Write out all entries word for word.

(Dataset entries)
*** Begin section ***

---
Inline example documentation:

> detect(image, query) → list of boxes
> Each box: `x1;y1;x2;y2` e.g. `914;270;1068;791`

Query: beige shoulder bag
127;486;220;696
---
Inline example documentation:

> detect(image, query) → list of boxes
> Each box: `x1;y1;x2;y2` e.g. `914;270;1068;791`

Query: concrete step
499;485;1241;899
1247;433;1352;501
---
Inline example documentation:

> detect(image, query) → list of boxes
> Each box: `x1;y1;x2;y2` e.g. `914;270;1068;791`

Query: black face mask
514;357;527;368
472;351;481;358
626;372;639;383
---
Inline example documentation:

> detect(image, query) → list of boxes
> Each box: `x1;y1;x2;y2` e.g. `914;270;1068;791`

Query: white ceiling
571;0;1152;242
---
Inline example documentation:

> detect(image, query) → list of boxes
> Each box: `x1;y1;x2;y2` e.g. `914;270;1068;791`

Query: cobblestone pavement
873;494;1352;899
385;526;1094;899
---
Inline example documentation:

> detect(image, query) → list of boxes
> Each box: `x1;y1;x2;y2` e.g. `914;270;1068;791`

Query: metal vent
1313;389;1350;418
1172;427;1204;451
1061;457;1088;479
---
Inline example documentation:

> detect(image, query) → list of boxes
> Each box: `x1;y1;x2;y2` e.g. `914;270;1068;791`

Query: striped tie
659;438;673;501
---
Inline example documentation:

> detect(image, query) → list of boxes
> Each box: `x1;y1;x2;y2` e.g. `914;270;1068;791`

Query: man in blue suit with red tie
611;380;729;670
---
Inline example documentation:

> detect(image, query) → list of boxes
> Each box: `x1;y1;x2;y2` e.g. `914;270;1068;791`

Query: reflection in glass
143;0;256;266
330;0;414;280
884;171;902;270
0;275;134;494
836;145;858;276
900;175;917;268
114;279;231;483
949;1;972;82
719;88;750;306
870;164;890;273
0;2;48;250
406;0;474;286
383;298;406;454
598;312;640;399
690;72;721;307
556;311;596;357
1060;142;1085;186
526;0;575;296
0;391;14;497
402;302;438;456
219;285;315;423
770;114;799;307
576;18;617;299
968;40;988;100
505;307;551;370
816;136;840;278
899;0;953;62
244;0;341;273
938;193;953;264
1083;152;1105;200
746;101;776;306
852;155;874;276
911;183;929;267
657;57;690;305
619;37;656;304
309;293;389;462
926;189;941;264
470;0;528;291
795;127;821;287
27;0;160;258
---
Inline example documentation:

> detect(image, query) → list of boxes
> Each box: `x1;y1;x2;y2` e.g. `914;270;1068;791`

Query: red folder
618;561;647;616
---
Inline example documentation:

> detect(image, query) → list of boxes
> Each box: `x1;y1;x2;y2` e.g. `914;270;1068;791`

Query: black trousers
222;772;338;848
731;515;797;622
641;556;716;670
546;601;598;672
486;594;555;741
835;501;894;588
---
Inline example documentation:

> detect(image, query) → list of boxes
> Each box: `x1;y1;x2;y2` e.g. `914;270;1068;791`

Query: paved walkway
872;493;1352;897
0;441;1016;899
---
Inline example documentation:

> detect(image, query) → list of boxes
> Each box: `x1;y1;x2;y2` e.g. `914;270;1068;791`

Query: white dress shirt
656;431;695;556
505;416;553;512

*** End section ***

# Exercise solution
---
Inline example documentation:

> detect(image, query) → list of boxes
> Each box: `x1;y1;x2;y2` e.g. `914;270;1068;791`

Query: beige shoulder bag
127;486;220;696
---
Inline example documentation:

> detect(image, query) → list of boxes
> Each box: `x1;y1;x2;y2` e.g. `914;270;1068;791`

Query: concrete step
499;485;1241;899
1247;433;1352;501
---
Inline example documentation:

> detect(image, query) → list of boxes
> Each box: `x1;y1;x2;y2` e.g. `914;270;1068;791`

Query: black face mask
514;357;527;368
472;351;481;358
626;372;639;383
---
Inline example documentation:

> detect(image, query) → list of boxes
> Each box: `x1;y1;x2;y2` e.g. `914;270;1068;791`

Query: white ceiling
571;0;1152;242
---
Inline example documentation:

> detect(image, query) → list of boxes
> Each box: `x1;y1;x2;y2` e.g. `914;270;1068;791`

Query: cobblestone pavement
873;494;1352;899
385;526;1094;899
---
Inline example documentation:

> detect(image, query) → list of boxes
> Each box: `x1;y1;x2;y2` e.g. `914;270;1068;791`

Query: metal vent
1313;389;1350;418
1172;427;1204;451
1061;457;1088;479
---
Inline example documentation:

> detect(image, query) → list of boxes
> Each box: `x1;y1;x2;y2` e.g. `914;270;1068;791`

Query: striped tie
659;438;673;501
---
Inline example documentation:

> detect(image, query) → list of boxes
> Each box: `x1;y1;x2;y2` e.g. `914;270;1068;791`

Query: man in blue suit with red tie
611;380;729;670
---
Inline example documentation:

> detect(image, query) → list of boxes
> Each box: `x1;y1;x2;y2` e.g. `914;270;1068;791`

Query: reflection in glass
143;0;256;266
330;0;414;280
884;171;902;270
0;275;134;494
836;145;858;276
900;175;917;268
114;279;231;483
949;1;972;82
719;88;750;306
870;164;890;273
0;2;48;250
406;0;474;286
383;298;406;454
598;312;640;399
690;72;721;307
556;311;596;357
1060;142;1085;186
526;0;575;296
0;391;14;497
402;302;438;456
219;285;315;423
770;114;799;307
576;18;617;299
968;40;988;100
505;307;551;370
816;136;840;278
899;0;953;62
244;0;341;273
938;193;953;264
1083;152;1105;200
746;101;776;306
852;155;874;276
911;183;929;267
657;57;690;305
619;37;656;304
309;293;389;462
926;189;941;264
470;0;528;291
795;127;821;287
27;0;160;258
---
Inline example documentation:

> detect(image, query) → list of boxes
> Each box: `x1;y1;x2;y2` e.g. `914;270;1068;791`

Query: red folder
618;561;647;616
---
Inline example documentation:

> detect(image, query) → list of boxes
> Each box: `x1;y1;x2;y2` e.g. `914;270;1068;791`

Query: black trousers
222;772;338;848
731;515;797;622
641;556;716;670
546;601;598;672
486;594;555;741
835;501;894;588
---
Inline example documentation:

> detect(image, query) → list of boxes
> Each box: `x1;y1;x2;y2` e.g. `914;270;1068;791`

Query: paved walkway
872;493;1352;897
0;441;1016;899
---
Inline example documentation:

> detect(image, query) → list of boxes
> Each box: `x1;y1;x2;y2` e.g. `914;270;1068;791`

Query: white dress shirt
656;431;695;556
505;416;553;512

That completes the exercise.